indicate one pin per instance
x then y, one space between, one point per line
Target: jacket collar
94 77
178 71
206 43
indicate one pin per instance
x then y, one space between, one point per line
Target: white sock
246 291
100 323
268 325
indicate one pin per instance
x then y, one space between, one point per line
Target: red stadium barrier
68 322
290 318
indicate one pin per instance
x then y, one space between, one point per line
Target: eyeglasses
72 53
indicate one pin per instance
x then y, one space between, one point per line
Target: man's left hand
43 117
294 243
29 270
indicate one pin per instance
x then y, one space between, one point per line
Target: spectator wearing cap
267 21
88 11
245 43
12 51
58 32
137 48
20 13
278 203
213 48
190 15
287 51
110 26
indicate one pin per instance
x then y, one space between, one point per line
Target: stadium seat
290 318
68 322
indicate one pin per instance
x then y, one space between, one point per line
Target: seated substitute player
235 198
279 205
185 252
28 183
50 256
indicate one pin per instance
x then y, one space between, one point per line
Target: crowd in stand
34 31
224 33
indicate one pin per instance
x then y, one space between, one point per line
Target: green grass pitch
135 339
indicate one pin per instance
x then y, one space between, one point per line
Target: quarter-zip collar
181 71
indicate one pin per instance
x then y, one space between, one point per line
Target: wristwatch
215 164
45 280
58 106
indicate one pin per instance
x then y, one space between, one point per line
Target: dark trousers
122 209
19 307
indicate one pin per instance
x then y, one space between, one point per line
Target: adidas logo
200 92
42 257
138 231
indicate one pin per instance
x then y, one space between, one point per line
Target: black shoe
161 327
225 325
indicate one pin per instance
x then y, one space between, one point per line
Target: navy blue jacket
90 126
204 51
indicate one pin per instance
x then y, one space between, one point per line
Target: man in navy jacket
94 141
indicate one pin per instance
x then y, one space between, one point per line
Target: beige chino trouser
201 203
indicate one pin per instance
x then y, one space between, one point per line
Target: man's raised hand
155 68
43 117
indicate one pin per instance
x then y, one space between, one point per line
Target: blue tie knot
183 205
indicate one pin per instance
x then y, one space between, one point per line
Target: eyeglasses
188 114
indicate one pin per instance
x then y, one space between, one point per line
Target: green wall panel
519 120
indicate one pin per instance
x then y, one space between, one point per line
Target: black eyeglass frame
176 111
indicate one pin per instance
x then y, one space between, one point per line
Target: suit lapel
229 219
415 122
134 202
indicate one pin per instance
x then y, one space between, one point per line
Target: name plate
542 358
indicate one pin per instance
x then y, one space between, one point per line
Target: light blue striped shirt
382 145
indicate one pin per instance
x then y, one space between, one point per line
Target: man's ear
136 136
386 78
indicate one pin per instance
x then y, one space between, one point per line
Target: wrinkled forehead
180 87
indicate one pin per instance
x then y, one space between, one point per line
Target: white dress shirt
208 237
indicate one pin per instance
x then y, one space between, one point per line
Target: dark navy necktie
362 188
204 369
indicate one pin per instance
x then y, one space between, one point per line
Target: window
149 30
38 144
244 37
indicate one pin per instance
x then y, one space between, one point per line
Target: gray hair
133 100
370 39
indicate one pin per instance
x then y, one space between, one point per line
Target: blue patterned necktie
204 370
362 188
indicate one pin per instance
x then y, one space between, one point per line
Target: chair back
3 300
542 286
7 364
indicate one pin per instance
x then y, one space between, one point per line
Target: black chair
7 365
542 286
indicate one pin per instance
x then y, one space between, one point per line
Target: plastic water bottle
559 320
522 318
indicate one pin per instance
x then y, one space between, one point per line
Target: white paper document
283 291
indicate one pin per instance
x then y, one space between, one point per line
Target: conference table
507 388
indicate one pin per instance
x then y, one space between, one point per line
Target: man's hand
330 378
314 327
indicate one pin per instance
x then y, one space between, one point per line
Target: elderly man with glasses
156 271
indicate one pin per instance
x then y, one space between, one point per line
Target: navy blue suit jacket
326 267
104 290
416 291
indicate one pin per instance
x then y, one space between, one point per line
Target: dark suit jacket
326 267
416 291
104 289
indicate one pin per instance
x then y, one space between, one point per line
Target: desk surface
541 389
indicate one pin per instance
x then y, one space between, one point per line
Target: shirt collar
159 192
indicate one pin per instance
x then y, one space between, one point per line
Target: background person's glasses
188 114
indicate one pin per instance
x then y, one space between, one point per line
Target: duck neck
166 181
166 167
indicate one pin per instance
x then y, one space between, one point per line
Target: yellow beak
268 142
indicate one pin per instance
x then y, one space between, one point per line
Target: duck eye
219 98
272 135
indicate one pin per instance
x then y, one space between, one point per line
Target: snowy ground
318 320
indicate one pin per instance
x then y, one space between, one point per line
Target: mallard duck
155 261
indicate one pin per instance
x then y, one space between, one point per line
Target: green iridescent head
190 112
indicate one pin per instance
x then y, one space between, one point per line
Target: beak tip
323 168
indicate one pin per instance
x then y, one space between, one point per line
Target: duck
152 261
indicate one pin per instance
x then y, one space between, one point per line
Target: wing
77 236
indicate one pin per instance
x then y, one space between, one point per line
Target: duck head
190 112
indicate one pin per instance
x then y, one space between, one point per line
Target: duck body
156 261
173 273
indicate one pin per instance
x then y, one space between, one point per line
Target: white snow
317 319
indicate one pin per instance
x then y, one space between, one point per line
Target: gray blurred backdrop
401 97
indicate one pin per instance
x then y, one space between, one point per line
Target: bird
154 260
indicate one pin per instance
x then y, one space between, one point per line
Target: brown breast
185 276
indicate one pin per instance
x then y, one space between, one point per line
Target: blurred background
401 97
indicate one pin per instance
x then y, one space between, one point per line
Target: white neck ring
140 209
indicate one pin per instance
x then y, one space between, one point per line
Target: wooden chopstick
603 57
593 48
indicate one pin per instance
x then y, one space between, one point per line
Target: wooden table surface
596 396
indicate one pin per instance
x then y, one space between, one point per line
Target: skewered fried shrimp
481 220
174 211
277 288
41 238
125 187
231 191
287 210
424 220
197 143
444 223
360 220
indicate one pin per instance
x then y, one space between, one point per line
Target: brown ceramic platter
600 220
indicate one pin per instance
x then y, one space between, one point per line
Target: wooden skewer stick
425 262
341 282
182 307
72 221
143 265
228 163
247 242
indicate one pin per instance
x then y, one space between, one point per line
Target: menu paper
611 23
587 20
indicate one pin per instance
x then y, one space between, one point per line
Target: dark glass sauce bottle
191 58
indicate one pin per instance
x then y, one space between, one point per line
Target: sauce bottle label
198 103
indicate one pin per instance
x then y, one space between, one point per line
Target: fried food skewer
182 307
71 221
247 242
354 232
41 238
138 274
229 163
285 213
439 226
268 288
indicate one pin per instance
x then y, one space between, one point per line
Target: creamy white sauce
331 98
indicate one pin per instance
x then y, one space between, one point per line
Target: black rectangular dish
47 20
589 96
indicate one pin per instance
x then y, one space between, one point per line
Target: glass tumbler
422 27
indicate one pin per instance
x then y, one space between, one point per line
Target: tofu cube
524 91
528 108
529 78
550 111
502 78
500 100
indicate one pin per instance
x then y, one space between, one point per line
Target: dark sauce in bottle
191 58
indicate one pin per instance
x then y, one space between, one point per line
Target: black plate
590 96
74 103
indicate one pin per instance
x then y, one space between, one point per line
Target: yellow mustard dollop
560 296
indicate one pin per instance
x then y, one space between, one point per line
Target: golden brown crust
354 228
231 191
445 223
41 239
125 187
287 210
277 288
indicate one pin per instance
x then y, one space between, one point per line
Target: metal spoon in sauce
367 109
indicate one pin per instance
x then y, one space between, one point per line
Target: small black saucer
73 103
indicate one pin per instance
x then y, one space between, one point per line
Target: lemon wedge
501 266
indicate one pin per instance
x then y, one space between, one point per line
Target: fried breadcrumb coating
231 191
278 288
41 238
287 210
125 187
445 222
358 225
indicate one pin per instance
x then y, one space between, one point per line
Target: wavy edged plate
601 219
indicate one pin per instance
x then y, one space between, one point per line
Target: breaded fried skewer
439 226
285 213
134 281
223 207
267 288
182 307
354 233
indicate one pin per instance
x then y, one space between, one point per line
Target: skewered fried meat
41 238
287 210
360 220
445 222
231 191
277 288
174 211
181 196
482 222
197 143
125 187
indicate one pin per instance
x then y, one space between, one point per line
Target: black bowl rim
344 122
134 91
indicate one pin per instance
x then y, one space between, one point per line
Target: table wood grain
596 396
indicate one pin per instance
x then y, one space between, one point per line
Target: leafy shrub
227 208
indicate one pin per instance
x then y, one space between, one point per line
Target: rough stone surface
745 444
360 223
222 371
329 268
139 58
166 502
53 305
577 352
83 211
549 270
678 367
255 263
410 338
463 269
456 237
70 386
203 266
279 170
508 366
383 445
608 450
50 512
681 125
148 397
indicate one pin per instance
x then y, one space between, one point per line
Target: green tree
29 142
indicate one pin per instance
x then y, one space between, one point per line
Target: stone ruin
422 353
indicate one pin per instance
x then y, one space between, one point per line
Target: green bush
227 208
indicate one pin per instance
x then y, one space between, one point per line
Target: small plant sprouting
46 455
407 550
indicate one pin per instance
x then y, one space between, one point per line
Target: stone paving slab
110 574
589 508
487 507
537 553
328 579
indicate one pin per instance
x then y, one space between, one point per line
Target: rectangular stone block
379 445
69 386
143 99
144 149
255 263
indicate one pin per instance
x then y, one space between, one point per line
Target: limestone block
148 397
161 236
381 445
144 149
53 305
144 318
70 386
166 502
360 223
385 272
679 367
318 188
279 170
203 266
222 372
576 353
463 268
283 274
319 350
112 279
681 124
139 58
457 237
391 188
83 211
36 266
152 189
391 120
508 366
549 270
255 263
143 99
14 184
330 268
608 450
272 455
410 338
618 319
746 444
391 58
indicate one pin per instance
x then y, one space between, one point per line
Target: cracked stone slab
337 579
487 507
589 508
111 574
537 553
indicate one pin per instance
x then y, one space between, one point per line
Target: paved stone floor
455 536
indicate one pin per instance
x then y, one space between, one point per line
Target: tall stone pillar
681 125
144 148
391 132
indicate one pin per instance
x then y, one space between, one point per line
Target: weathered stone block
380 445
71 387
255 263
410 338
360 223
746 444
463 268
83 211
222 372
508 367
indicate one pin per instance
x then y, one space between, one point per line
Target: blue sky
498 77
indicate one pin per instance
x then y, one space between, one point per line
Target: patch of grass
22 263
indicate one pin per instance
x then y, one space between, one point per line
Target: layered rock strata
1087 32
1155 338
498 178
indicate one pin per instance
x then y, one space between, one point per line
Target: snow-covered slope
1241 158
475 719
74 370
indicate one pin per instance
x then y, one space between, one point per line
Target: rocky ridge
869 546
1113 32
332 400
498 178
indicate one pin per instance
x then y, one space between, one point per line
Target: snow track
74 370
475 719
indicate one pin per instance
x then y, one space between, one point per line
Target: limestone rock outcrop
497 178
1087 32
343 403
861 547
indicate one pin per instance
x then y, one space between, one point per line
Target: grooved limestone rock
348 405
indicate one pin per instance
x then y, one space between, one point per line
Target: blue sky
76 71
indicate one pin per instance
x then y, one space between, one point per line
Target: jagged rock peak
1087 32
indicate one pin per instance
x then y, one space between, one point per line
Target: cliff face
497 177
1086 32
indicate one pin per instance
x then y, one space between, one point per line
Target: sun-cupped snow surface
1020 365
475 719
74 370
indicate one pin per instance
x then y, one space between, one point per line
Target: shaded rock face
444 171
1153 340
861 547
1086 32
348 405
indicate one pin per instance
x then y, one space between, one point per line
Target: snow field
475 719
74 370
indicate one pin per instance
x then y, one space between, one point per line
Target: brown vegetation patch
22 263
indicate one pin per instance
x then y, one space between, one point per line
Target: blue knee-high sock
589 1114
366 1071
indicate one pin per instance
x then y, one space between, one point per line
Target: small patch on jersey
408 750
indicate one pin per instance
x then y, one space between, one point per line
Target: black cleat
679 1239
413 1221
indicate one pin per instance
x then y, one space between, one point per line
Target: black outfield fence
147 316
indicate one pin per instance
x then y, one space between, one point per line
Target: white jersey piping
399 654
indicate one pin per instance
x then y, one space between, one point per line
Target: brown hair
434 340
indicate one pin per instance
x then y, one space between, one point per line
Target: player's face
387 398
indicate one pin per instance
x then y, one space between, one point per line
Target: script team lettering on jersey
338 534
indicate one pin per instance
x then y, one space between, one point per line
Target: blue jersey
========
• GOAL OF THE EXERCISE
Restate exactly, and only, the line containing "Target: brown hair" together with all lines after it to the end of the material.

• OUTPUT OF THE EXERCISE
Target: brown hair
434 340
indicate one pin per instance
x then y, one space between, one point per line
Target: player's face
387 398
indicate one pin per instance
x then y, one space between, one point per line
Target: script team lettering on jersey
338 534
indicate one pin per instance
x then y, one space between, one point per line
Target: blue jersey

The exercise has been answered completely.